WORK TO COMPLETE:
Restate the records so that not a single word differs.

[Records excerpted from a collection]
--- START ---
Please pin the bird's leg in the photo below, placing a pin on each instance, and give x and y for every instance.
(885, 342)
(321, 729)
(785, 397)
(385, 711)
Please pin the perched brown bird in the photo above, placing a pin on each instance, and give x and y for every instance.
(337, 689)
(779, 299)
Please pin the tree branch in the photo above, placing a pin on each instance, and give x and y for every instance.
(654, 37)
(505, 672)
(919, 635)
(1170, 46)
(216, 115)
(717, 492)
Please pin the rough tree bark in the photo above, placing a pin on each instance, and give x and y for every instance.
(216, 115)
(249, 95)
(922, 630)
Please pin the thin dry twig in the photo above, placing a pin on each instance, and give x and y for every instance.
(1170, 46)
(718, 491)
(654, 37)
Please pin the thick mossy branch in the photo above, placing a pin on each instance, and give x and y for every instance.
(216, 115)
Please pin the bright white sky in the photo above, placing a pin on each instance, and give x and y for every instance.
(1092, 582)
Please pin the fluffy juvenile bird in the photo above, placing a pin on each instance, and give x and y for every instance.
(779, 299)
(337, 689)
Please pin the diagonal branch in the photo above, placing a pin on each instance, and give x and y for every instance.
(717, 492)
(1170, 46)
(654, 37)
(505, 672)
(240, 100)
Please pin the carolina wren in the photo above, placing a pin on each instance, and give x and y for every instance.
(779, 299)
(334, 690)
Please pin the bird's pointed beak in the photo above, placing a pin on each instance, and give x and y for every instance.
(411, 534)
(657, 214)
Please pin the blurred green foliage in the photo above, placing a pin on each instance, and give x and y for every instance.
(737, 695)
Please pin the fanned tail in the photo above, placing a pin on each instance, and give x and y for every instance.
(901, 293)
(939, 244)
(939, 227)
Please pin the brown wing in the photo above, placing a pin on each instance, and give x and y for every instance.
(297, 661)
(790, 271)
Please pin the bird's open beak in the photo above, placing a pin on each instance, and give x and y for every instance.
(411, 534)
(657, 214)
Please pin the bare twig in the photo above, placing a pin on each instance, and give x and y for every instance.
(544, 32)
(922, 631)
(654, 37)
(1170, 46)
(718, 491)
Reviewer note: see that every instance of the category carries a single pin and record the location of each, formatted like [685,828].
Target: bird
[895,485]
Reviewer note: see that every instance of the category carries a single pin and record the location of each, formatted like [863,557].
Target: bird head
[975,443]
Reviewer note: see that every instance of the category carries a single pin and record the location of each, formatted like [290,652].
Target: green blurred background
--- END ---
TASK RESULT:
Please pin the bird's leg in the photo below, placing a pin on each instance, and give x and y for every instance.
(885, 342)
(321, 729)
(785, 397)
(385, 711)
Please pin the perched brown bird in the photo above, placing a pin on each instance, and give x and y for every instance.
(337, 689)
(779, 299)
Please pin the tree branch in the photo above, placing a pin on each instance, and give x and y for every instance.
(654, 37)
(505, 672)
(919, 635)
(1170, 46)
(216, 115)
(717, 492)
Please pin the rough tree bark in the photo above, placing a pin on each instance, and give x and y for every instance.
(216, 115)
(249, 95)
(922, 630)
Please pin the thin dry twig in the photo above, placing a pin on each instance, and give x and y for every instance.
(1170, 46)
(718, 491)
(654, 37)
Please pin the thick mossy branch in the photo above, placing a pin on each instance, and give x and y for every instance.
(216, 115)
Please pin the bright white sky in the photo above, placing a pin on each instance, and give x and y for every instance.
(1092, 582)
Please pin the fluffy juvenile bird in the photo above, placing a pin on each instance, and give x and y for every instance.
(779, 299)
(337, 689)
Please pin the diagonal branch in the photo above, placing a pin on each instance, and give x and y for every instance.
(717, 492)
(1170, 46)
(654, 37)
(505, 672)
(240, 100)
Please pin the carolina wren in the photo above, placing a pin on each instance, and give x and y for every instance.
(779, 299)
(334, 690)
Please pin the bird's pointed beak in the photo above, placing a pin on each instance, and give x and y for every instance.
(411, 534)
(657, 214)
Please pin the blurred green foliage in the photo above, placing a pin on each instance, and give x and y for every instance.
(737, 695)
Please pin the fanned tail in the photo above, placing a pin on each instance, and give x and y for every instance.
(901, 293)
(939, 244)
(939, 227)
Please pin the brown wing in the photo above, placing a pin on each instance, and give x and y for every instance.
(297, 661)
(790, 271)
Please pin the bird's open beak in the photo above, placing a pin on each instance, and give x and y for every instance.
(411, 534)
(657, 214)
Please pin the bare twig in the photo above, placing a pin on each instance, and give x and y for every instance.
(544, 32)
(922, 631)
(654, 37)
(1170, 46)
(718, 491)
Reviewer note: see that every instance of the category carries a single pin and record the location of each, formatted like [685,828].
Target: bird
[895,485]
Reviewer note: see that every instance of the category carries a single pin and record the location of each, formatted like [863,557].
Target: bird head
[975,443]
Reviewer note: see that every instance of the category carries a single pin and record the location of each, formatted like [290,652].
Target: green blurred background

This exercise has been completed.